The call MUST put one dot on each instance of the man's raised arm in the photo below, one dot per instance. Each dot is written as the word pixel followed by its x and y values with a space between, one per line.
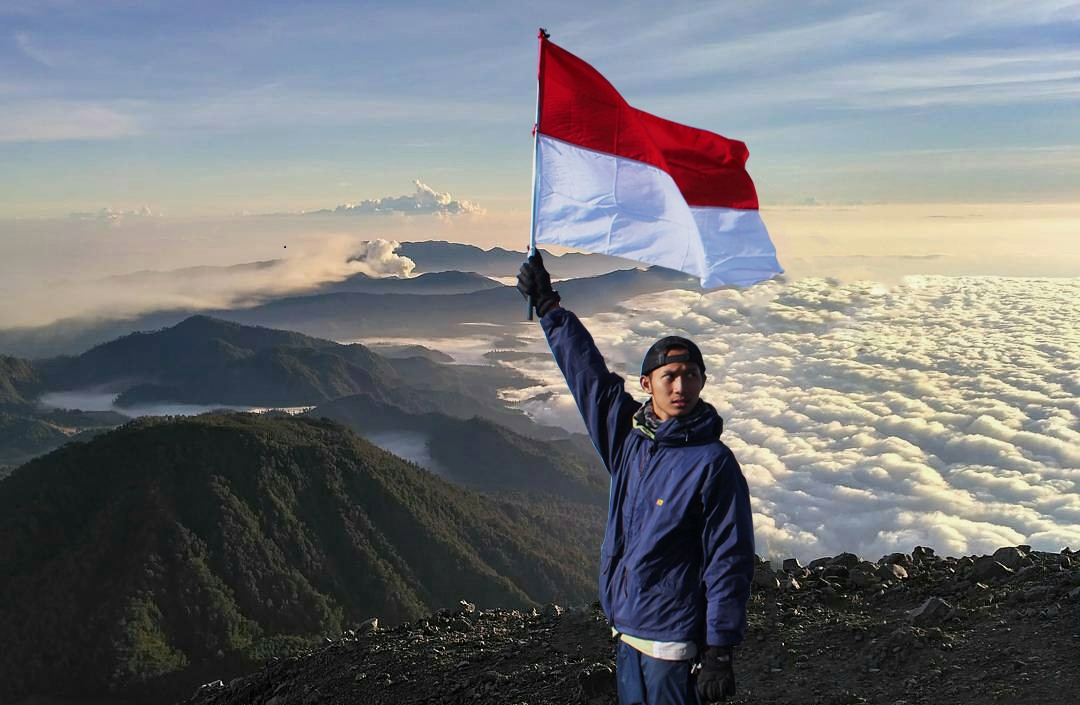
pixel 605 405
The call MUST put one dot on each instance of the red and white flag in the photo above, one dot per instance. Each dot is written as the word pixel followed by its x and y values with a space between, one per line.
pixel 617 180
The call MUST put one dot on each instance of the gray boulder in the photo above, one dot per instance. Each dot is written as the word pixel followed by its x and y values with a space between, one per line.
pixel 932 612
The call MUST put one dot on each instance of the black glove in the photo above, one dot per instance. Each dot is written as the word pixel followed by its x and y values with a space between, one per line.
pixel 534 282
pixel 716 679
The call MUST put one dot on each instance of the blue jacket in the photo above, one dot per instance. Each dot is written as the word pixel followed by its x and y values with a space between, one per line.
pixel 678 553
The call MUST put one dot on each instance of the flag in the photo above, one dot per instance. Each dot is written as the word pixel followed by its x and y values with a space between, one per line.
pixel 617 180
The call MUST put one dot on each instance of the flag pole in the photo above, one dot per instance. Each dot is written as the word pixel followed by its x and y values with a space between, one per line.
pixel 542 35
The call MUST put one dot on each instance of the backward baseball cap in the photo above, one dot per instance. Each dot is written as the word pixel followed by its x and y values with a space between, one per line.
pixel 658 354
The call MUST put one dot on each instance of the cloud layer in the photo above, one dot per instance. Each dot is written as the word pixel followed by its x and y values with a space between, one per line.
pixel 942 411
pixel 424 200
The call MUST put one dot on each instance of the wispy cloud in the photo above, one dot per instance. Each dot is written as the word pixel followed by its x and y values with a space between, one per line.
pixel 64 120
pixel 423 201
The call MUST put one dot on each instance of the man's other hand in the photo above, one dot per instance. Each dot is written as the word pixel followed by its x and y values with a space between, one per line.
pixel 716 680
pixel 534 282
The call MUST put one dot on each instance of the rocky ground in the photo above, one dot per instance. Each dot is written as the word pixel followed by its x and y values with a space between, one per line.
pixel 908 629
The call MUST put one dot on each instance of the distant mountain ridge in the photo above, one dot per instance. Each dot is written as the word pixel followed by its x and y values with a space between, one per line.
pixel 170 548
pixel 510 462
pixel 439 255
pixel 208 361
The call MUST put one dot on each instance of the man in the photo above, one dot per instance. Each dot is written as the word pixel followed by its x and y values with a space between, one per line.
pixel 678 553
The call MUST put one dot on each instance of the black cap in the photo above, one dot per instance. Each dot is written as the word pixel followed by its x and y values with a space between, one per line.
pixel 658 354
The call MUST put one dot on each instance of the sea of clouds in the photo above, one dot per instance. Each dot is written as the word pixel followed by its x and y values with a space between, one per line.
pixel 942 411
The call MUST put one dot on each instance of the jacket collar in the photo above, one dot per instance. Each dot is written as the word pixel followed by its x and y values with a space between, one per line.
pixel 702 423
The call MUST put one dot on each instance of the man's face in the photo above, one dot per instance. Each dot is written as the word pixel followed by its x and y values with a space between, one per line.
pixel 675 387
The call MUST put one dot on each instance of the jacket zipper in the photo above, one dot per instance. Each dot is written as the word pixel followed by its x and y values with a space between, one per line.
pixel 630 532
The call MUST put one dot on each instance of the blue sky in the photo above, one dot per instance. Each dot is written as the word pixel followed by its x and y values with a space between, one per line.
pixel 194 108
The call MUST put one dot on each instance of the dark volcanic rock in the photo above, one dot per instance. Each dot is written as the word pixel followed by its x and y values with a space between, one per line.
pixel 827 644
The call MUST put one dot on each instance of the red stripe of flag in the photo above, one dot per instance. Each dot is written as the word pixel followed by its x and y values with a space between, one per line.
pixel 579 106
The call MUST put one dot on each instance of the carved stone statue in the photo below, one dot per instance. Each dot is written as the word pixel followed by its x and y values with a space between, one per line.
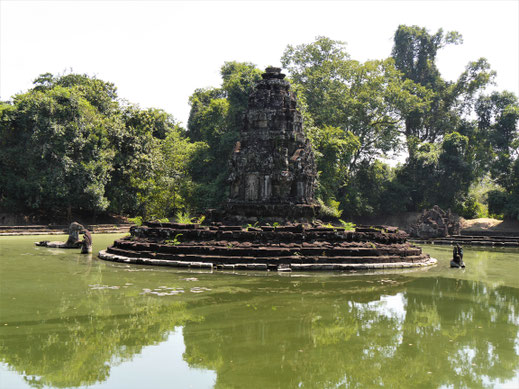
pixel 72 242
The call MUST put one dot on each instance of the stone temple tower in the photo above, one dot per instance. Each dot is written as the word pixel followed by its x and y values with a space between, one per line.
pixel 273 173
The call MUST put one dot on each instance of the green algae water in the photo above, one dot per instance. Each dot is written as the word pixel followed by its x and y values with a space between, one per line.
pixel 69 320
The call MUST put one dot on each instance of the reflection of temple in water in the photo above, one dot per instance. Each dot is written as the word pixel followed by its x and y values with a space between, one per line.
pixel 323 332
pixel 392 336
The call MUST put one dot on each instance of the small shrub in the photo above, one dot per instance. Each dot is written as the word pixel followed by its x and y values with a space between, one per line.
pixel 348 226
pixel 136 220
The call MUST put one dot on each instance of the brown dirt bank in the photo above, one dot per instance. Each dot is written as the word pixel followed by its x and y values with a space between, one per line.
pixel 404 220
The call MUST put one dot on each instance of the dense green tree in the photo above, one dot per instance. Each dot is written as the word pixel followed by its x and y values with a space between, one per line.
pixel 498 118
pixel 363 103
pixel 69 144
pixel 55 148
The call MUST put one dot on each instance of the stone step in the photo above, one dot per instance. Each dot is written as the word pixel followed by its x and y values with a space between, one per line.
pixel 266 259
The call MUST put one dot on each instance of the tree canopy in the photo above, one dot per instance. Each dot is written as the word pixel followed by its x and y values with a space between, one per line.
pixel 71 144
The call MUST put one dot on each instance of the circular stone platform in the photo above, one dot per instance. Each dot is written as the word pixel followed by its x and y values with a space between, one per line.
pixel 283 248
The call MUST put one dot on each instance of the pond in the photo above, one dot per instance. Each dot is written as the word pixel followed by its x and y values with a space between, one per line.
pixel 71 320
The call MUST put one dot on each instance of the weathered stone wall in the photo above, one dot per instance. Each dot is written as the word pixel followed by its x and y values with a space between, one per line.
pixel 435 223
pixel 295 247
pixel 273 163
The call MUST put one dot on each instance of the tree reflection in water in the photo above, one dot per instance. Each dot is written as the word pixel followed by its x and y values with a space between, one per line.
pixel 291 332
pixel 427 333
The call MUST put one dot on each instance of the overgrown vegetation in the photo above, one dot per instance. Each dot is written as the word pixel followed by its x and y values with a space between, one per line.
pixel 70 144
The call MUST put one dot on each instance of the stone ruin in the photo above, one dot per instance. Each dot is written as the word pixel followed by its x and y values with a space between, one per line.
§
▸ What you will do
Copy the listing verbatim, from the line containing "of the rocky" through the line containing "pixel 908 629", both lines included.

▸ Solution for this task
The call MUST put one dot on each instance of the rocky ground in the photo above, one dot per instance. Each dot is written as the word pixel followed by its x and y values with a space between, one per line.
pixel 908 629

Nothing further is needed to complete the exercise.